-- begin --
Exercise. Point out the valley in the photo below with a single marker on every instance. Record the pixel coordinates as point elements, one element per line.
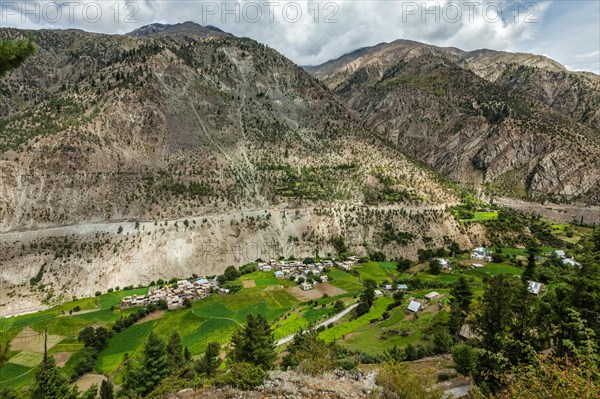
<point>189,214</point>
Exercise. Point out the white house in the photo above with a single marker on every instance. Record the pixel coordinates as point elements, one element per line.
<point>414,306</point>
<point>432,295</point>
<point>560,253</point>
<point>571,262</point>
<point>306,286</point>
<point>534,287</point>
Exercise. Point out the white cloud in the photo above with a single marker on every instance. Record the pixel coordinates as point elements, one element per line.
<point>311,32</point>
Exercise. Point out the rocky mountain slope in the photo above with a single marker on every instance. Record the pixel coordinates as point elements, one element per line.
<point>515,124</point>
<point>126,158</point>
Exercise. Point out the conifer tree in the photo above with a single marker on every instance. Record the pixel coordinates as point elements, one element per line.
<point>254,343</point>
<point>175,351</point>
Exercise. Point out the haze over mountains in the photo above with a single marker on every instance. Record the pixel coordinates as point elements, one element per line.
<point>517,124</point>
<point>158,145</point>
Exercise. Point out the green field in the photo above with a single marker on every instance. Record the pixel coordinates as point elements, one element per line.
<point>492,269</point>
<point>266,279</point>
<point>479,216</point>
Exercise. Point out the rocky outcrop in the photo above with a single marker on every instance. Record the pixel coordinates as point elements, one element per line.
<point>487,119</point>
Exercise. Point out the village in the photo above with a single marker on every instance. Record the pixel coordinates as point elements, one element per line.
<point>306,274</point>
<point>176,296</point>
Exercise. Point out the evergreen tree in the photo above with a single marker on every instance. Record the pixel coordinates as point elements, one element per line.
<point>106,390</point>
<point>529,273</point>
<point>209,363</point>
<point>463,293</point>
<point>13,53</point>
<point>175,351</point>
<point>153,367</point>
<point>49,382</point>
<point>465,359</point>
<point>442,341</point>
<point>496,314</point>
<point>457,317</point>
<point>435,267</point>
<point>254,343</point>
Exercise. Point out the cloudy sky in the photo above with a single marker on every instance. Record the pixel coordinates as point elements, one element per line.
<point>311,32</point>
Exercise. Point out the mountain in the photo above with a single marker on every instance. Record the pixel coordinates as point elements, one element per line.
<point>511,124</point>
<point>180,149</point>
<point>186,28</point>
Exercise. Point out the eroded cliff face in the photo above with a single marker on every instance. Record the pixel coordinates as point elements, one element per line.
<point>184,123</point>
<point>80,260</point>
<point>515,124</point>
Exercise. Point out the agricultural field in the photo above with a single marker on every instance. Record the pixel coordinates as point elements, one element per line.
<point>216,317</point>
<point>479,216</point>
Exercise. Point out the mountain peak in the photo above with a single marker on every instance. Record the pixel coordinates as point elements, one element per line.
<point>184,28</point>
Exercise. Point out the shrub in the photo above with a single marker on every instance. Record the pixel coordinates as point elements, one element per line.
<point>243,376</point>
<point>465,359</point>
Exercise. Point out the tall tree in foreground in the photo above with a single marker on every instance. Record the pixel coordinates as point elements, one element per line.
<point>106,390</point>
<point>175,351</point>
<point>49,382</point>
<point>152,369</point>
<point>463,293</point>
<point>13,53</point>
<point>529,274</point>
<point>497,313</point>
<point>253,343</point>
<point>209,363</point>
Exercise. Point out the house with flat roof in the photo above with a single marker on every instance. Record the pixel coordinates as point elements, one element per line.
<point>534,287</point>
<point>414,306</point>
<point>432,295</point>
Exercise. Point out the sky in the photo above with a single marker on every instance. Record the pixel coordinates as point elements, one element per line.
<point>310,32</point>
-- end --
# EXERCISE DETAILS:
Please turn the items, from their start through the line containing "<point>189,214</point>", into a numbered list with blank lines skipped and the pictures left out.

# OUTPUT:
1. Exercise. Point out the valley in the photo below with a single marker on every instance. Record the pixel coordinates as point elements, one element per line.
2. <point>189,214</point>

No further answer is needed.